Exercise>
Could you give the entries back exactly as they stand, minus any pictures?

Dataset entries>
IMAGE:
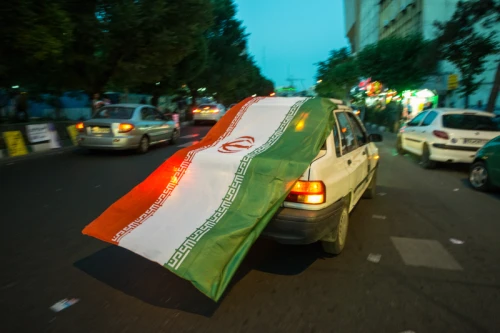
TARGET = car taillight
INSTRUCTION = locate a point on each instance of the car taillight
(308, 192)
(441, 134)
(80, 127)
(124, 128)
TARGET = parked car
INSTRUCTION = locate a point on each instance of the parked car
(127, 126)
(208, 112)
(447, 135)
(318, 207)
(484, 173)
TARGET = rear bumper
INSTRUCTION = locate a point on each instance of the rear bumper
(108, 143)
(298, 226)
(453, 154)
(207, 117)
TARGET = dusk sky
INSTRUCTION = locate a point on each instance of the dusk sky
(290, 36)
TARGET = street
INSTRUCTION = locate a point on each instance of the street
(423, 256)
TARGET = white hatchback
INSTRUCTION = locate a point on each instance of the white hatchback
(318, 207)
(447, 135)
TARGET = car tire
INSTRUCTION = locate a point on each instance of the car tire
(399, 147)
(479, 177)
(371, 190)
(425, 159)
(339, 234)
(143, 145)
(175, 137)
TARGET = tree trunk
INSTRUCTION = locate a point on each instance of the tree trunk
(494, 91)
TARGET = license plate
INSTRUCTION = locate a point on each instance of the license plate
(474, 141)
(100, 130)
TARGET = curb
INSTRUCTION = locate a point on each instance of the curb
(11, 160)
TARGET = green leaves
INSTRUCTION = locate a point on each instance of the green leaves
(462, 42)
(337, 74)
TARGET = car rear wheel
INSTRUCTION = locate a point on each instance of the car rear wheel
(175, 136)
(339, 234)
(479, 177)
(425, 159)
(371, 190)
(143, 145)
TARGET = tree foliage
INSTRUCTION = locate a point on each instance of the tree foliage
(57, 45)
(467, 48)
(400, 63)
(337, 74)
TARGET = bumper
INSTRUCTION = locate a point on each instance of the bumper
(453, 154)
(108, 143)
(298, 226)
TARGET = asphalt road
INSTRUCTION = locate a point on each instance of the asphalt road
(422, 282)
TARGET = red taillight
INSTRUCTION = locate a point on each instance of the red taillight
(306, 192)
(124, 128)
(80, 127)
(441, 134)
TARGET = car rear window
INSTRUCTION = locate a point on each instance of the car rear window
(115, 112)
(470, 122)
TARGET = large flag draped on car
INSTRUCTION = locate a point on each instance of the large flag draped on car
(199, 213)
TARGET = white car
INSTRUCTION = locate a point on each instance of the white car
(447, 135)
(318, 207)
(208, 112)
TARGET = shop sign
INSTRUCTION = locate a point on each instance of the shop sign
(452, 82)
(15, 143)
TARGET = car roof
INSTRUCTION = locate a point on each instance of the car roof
(461, 111)
(130, 105)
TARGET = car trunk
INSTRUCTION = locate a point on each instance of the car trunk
(101, 127)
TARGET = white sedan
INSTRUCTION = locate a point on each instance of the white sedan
(208, 112)
(447, 135)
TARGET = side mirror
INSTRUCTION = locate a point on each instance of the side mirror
(375, 137)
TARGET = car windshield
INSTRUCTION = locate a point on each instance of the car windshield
(470, 122)
(115, 112)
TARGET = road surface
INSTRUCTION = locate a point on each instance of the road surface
(423, 256)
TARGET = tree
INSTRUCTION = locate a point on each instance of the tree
(337, 75)
(400, 63)
(467, 48)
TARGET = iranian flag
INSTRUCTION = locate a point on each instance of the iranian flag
(199, 213)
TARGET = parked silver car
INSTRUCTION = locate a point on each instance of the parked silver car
(127, 126)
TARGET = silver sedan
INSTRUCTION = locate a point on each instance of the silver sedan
(127, 126)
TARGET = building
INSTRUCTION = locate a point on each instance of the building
(368, 21)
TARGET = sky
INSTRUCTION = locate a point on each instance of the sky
(287, 37)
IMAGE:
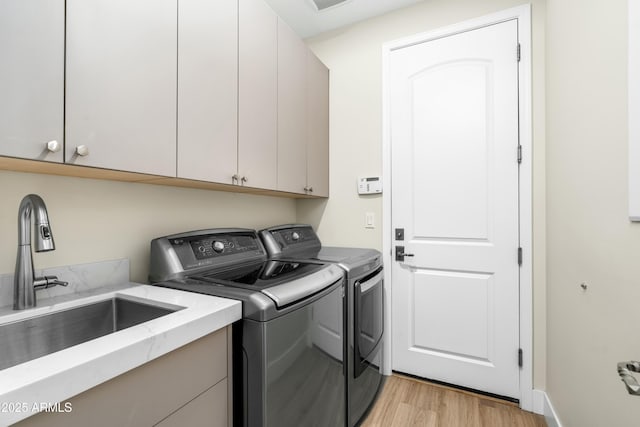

Reply to the task>
IMAGE:
TARGET = car taillight
INSTRUCTION = locate a point on each instance of the car taillight
(308, 192)
(441, 134)
(80, 127)
(124, 128)
TARGET = parked car
INSTRUCTION = locate a point on each instance of the parked car
(127, 126)
(208, 112)
(447, 135)
(318, 207)
(484, 173)
TARGET = rear bumper
INSTRUCTION = locate a point on each instance of the rear bumper
(108, 143)
(298, 226)
(453, 154)
(207, 117)
TARGET = dusk sky
INSTRUCTION = locate a point on each instance of the dusk sky
(290, 36)
TARGET = street
INSTRUCTION = locate a point on each instance of the street
(423, 256)
TARGET = white hatchback
INSTRUCTION = locate a point on each instance of the white hatchback
(318, 207)
(447, 135)
TARGET = car tire
INSTRUCTION = locate a point on each instance of the car tire
(399, 147)
(479, 177)
(371, 190)
(425, 159)
(339, 234)
(143, 145)
(175, 137)
TARGET = tree trunk
INSTRUCTION = locate a point on each instance of the tree trunk
(494, 91)
TARGET = license plate
INSTRUCTION = locate a point on each instance of the license plate
(474, 141)
(100, 130)
TARGET = curb
INSTRUCTION = locate a point on each instance of the curb
(11, 160)
TARGET = green leaves
INSTRUCTION = locate a point on each instance of the green leaves
(462, 42)
(337, 74)
TARGET = car rear wheel
INSTRUCTION = locate a point on each instance of the car rear wheel
(175, 136)
(339, 234)
(479, 177)
(425, 159)
(371, 190)
(143, 145)
TARGET = tree foliage
INSTRUCTION = locate a point on each instance of the tree foliage
(57, 45)
(467, 48)
(400, 63)
(337, 74)
TARGET = bumper
INSTRUCTION = locate a point on each instance of the bumper
(453, 154)
(108, 143)
(298, 226)
TARGET = asphalt road
INSTRUCTION = locate a point on each instance of the asphalt road
(422, 282)
TARGET = red taillight
INSTRUCTION = locate a point on each instance of the red taillight
(306, 192)
(124, 128)
(80, 127)
(441, 134)
TARGET = car rear window
INSTRUCTION = locate a point on each instance of the car rear window
(115, 112)
(470, 122)
TARGET = large flag draped on car
INSTRUCTION = locate a point on each instance of the large flag draped on car
(199, 213)
TARGET = white car
INSTRUCTION = locate a point on each instance of the white car
(447, 135)
(318, 207)
(208, 112)
TARGET = shop sign
INSTRUCTION = locate a point on each instance of the shop sign
(452, 82)
(15, 143)
TARGET = car roof
INSTRUCTION = locate a point on each instance of the car roof
(461, 111)
(130, 105)
TARGET = car trunk
INSTRUCTION = locate a point on each instance of the car trunk
(101, 127)
TARGET = white sedan
INSTRUCTION = locate a point on each instance of the white sedan
(208, 112)
(447, 135)
TARGET = side mirror
INSTRUCTION = locate a point on each instance of the side mirror
(375, 137)
TARGET = car windshield
INSTRUCTION = locate a point on each instance of the car windshield
(470, 122)
(115, 112)
TARGET = road surface
INSTRUCTION = locate a point on each instance of the road surface
(423, 256)
TARGET = tree
INSTRUCTION = locate a point on each instance of the tree
(337, 75)
(400, 63)
(467, 48)
TARGET = iranian flag
INSTRUCTION = locate a point on each instance of the iranian flag
(199, 213)
TARGET = parked silver car
INSTRUCTION = locate a point on each instance of the parked silver car
(127, 126)
TARGET = silver sedan
INSTRUCTION = locate a point on each instance of the silver sedan
(127, 126)
TARGET = building
INSTRUCTION = locate a point on each instance of the building
(368, 21)
TARGET = sky
INSTRUCTION = locate a point on each instance of the sky
(287, 37)
IMAGE:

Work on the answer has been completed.